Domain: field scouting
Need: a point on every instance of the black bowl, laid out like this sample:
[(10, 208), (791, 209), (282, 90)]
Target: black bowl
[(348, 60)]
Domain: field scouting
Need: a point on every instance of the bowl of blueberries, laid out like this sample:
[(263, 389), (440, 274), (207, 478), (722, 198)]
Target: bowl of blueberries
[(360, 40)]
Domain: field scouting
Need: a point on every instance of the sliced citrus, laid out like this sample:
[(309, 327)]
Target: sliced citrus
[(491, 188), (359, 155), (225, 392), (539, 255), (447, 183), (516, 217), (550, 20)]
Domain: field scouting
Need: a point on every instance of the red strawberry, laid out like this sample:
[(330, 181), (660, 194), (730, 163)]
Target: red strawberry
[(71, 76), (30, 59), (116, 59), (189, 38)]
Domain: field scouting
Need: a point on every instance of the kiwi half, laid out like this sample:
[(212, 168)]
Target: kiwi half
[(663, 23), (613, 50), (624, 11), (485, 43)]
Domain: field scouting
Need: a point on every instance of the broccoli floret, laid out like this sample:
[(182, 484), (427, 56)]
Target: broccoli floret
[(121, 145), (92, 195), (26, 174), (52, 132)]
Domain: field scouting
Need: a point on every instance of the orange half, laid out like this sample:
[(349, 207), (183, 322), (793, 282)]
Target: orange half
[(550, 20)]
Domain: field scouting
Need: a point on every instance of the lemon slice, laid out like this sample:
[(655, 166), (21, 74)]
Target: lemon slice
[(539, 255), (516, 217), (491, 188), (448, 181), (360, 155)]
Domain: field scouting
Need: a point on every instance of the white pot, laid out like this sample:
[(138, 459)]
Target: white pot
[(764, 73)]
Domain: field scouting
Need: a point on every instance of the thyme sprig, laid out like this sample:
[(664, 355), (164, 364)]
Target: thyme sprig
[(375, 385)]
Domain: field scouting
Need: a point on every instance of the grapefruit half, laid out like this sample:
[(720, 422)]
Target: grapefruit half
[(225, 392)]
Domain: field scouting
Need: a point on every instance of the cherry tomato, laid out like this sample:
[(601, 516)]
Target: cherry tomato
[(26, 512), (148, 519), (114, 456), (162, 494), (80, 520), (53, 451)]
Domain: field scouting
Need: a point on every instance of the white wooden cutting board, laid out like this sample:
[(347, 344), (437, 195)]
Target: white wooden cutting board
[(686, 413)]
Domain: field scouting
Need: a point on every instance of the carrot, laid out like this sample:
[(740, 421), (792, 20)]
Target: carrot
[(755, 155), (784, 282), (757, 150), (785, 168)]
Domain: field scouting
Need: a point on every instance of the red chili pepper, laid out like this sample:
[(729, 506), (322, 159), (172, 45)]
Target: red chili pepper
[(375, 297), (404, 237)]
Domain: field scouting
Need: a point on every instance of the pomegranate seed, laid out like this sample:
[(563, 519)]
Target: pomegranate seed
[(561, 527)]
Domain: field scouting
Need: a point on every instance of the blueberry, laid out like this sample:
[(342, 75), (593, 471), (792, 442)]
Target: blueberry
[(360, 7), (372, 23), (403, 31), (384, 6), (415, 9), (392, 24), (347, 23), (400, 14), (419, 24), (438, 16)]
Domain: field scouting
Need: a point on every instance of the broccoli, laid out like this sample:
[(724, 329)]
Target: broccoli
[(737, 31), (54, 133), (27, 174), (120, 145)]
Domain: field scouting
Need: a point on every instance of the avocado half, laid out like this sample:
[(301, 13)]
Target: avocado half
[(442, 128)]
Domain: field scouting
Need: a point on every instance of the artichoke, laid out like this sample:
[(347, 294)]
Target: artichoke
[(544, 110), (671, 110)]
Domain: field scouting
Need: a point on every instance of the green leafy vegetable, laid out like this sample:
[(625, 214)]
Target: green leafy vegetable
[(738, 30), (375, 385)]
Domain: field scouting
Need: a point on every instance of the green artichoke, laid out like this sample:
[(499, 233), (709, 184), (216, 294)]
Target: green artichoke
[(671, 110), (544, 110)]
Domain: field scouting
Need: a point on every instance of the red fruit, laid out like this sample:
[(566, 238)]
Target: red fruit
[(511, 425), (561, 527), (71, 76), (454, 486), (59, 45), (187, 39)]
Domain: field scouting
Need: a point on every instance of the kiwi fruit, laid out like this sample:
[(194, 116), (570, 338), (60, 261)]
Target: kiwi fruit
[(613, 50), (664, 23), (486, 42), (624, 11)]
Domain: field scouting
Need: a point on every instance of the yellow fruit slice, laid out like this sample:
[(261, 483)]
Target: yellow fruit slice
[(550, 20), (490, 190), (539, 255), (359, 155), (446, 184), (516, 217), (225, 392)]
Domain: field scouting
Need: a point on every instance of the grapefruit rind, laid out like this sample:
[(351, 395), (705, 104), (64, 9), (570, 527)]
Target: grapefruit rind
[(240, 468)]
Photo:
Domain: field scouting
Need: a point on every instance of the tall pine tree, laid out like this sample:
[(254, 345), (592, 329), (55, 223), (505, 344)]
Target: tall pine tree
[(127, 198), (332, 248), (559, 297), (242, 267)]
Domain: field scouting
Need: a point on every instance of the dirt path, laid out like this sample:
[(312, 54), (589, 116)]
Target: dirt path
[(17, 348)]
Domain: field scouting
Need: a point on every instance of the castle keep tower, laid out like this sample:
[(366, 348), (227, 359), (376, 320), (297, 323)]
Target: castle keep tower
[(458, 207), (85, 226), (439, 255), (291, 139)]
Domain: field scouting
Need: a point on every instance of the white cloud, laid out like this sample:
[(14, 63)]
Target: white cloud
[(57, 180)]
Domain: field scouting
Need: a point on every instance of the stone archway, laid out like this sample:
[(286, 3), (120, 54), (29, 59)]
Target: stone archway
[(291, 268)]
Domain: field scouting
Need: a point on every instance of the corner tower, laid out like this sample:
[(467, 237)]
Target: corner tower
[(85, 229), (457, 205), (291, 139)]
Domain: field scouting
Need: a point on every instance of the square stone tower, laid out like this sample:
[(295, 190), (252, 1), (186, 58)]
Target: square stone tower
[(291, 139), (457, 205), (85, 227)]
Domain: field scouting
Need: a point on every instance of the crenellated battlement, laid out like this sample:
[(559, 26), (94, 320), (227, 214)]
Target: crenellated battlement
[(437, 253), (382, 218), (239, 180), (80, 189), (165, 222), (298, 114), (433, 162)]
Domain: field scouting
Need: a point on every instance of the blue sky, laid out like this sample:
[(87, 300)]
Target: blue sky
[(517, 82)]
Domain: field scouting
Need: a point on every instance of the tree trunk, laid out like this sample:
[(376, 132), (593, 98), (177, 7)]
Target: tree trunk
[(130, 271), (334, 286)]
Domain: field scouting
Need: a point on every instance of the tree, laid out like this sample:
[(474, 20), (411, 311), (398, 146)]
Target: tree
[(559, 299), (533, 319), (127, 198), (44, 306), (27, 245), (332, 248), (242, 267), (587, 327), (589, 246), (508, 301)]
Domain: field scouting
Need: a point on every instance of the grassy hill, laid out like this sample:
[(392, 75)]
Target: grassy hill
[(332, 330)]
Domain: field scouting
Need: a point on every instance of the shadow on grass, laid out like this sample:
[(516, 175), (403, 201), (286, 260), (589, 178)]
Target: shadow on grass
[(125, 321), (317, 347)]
********************
The task -
Go through the records above and set each one down exactly, please.

Correct answer -
Domain: field scouting
Need: a point on every instance of the black bowl, laid out like this sample:
[(10, 208), (791, 209), (282, 90)]
Target: black bowl
[(348, 60)]
Domain: field scouting
Need: a point on every instance of the bowl of blueberries, laid out like this sample:
[(263, 389), (440, 274), (207, 478), (722, 198)]
Target: bowl of blueberries
[(360, 40)]
Domain: field scouting
Need: a point on every instance of the sliced citrus, laid out like this sample:
[(309, 327)]
Target: sliced citrus
[(491, 188), (359, 155), (225, 392), (539, 255), (447, 183), (516, 217), (550, 20)]
Domain: field scouting
Need: a point on every instance of the red strawberry, laid out like this sample:
[(330, 181), (660, 194), (730, 163)]
Target: red strawberry
[(71, 76), (30, 59), (116, 59), (189, 38)]
Domain: field scouting
Need: a point on every instance of the kiwi half, laid out like this sample:
[(212, 168)]
Target: kiwi half
[(663, 23), (613, 50), (624, 11), (485, 43)]
Domain: field scouting
Need: a point on every instance of the broccoli floret, laid out like this sample:
[(182, 484), (427, 56)]
Target: broccoli floret
[(121, 145), (92, 195), (26, 174), (52, 132)]
Domain: field scouting
Need: a point on every instance of the orange half, laid out like this sample:
[(349, 207), (183, 322), (793, 282)]
Target: orange half
[(550, 20)]
Domain: field scouting
Need: a point on every instance of the lemon slice, laid out like this sample:
[(655, 166), (21, 74)]
Target: lemon slice
[(539, 255), (516, 217), (491, 188), (448, 181), (360, 155)]
Domain: field scouting
Need: a point on every instance of the white pot, laid out like this sample:
[(138, 459)]
Target: white pot
[(764, 73)]
Domain: field scouting
Need: a point on every instance of the thyme sprig, laid out like this sample:
[(664, 355), (164, 364)]
Target: thyme sprig
[(375, 385)]
Domain: field scouting
Need: a point on every instance of the grapefruit half, laid out like this sample:
[(720, 422)]
Target: grapefruit half
[(225, 392)]
Domain: field scouting
Need: a point on every instance of the cherry tomato, laid out like this sample:
[(601, 516)]
Target: cherry tomato
[(26, 512), (148, 519), (114, 456), (162, 494), (80, 520), (53, 451)]
Domain: field scouting
Need: a point on every instance of the white wooden cutting board, laid out like this sample:
[(347, 344), (437, 195)]
Target: white wooden cutting board
[(686, 413)]
Domain: field scouting
Need: a point on every instance of the carrot, laid out like this sample:
[(740, 421), (792, 20)]
Target: carrot
[(755, 155), (784, 282), (757, 150), (785, 168)]
Domain: field scouting
Need: a point on every instance of the red chili pepper, laid out like this sample:
[(729, 506), (322, 159), (172, 45)]
Target: red chili pepper
[(375, 297), (404, 237)]
Domain: field scouting
Need: a point on every instance of the pomegranate seed, laid out like this sample:
[(563, 519)]
Target: pomegranate seed
[(561, 527)]
Domain: field scouting
Need: a point on every instance of the blueberry, laid out like this sample:
[(342, 75), (593, 471), (792, 442)]
Target: blueberry
[(360, 7), (372, 23), (403, 31), (384, 6), (415, 9), (392, 24), (347, 23), (400, 14), (419, 24), (438, 16)]
Domain: field scouting
Need: a point on every instance of the broccoli, laid out like this sample:
[(724, 329)]
Target: broccoli
[(737, 31), (54, 133), (27, 174), (120, 145)]
Domain: field scouting
Need: a point on every instance of the avocado half, laid out like this sample:
[(301, 13)]
Target: avocado half
[(442, 128)]
Domain: field scouting
Need: a point on every instance of the artichoke, laid out like this sample:
[(347, 294)]
Target: artichoke
[(544, 110), (671, 110)]
Domain: field scouting
Need: a point on every instance of the green leafy vegetable, laid out like this sample:
[(625, 214)]
Target: green leafy vegetable
[(738, 30), (375, 385)]
Domain: field scouting
Need: a point on every instance of the green artichoke, laid out like this sample:
[(499, 233), (709, 184), (216, 294)]
Target: green artichoke
[(671, 110), (544, 110)]
Domain: field scouting
Need: a point on every instance of the red fruit, laid out like this sample:
[(566, 238)]
Target: red fruit
[(511, 425), (561, 527), (71, 76), (454, 486), (59, 45), (187, 39)]
Domain: field scouting
Need: a point on every instance of the kiwi fruit, laid out like this sample:
[(194, 116), (570, 338), (60, 261)]
Target: kiwi fruit
[(613, 50), (664, 23), (486, 42), (624, 11)]
Domain: field scouting
Need: a point on every instance of the yellow fruit slice, laid out like this sample:
[(261, 483)]
Target: yellow fruit slice
[(550, 20), (490, 190), (539, 255), (359, 155), (446, 184), (516, 217), (225, 392)]
Domain: field scouting
Need: a point on every instance of the grapefruit rind, laid out like this sample:
[(351, 395), (705, 104), (64, 9), (570, 527)]
Target: grapefruit rind
[(240, 468)]
Photo:
Domain: field scouting
Need: a point on every instance of the tall pine tree, laid out like this sample:
[(254, 345), (592, 329), (55, 223), (505, 344)]
Target: tall pine tree
[(127, 198), (332, 248), (559, 297), (242, 267)]
Domain: field scouting
Need: a point on every instance of the dirt path, laid out like this sample:
[(312, 54), (589, 116)]
Target: dirt path
[(17, 348)]
Domain: field scouting
Need: a point on every instance of the castle keep tower, laid out like this sample:
[(366, 348), (227, 359), (376, 320), (297, 323)]
Target: castle keep tower
[(458, 207), (85, 226), (439, 255), (291, 139)]
Domain: field scouting
Need: a point on every instance of the white cloud, laid out like this sample:
[(14, 63)]
Target: white cloud
[(57, 180)]
Domain: field scouting
Need: a point on every instance of the stone archway, laid out like this sample:
[(286, 3), (120, 54), (29, 59)]
Target: stone archway
[(291, 268)]
Domain: field scouting
Need: a point on every instance of the corner tower, laid out like this sample:
[(467, 237)]
Target: corner tower
[(85, 229), (457, 205), (291, 139)]
Domain: field scouting
Need: a point on every instance of the square stone tower, laid out like this sample:
[(295, 190), (252, 1), (186, 58)]
Target: square stone tower
[(291, 139), (457, 205), (85, 227)]
Domain: field scouting
Need: a point on every instance of the crenellated battlement, laid out like this sample:
[(559, 26), (94, 320), (227, 214)]
Target: crenellated battlement
[(437, 253), (382, 218), (239, 180), (80, 189), (165, 222), (298, 114), (433, 162)]
Domain: field scouting
Need: a point on every instance of the blue sky, laid out like this sample:
[(87, 300)]
Target: blue sky
[(517, 82)]
Domain: field scouting
Need: a point on every instance of the tree trunk, laid out like this sample:
[(376, 132), (593, 98), (177, 7)]
Target: tree trunk
[(130, 271), (334, 286)]
Domain: field scouting
Need: a point on every instance of the tree, laid out like this sample:
[(474, 20), (411, 311), (398, 146)]
Target: tree
[(559, 299), (533, 319), (127, 198), (44, 306), (27, 245), (332, 248), (242, 267), (587, 327), (589, 246), (508, 301)]
Domain: field scouting
Need: a point on every instance of the grassy hill, laid out like this sample:
[(392, 75)]
Target: grassy hill
[(332, 330)]
Domain: field scouting
Need: a point on every instance of the shadow on grass, laid out like this sample:
[(516, 175), (403, 201), (286, 260), (589, 178)]
Target: shadow on grass
[(125, 321), (317, 347)]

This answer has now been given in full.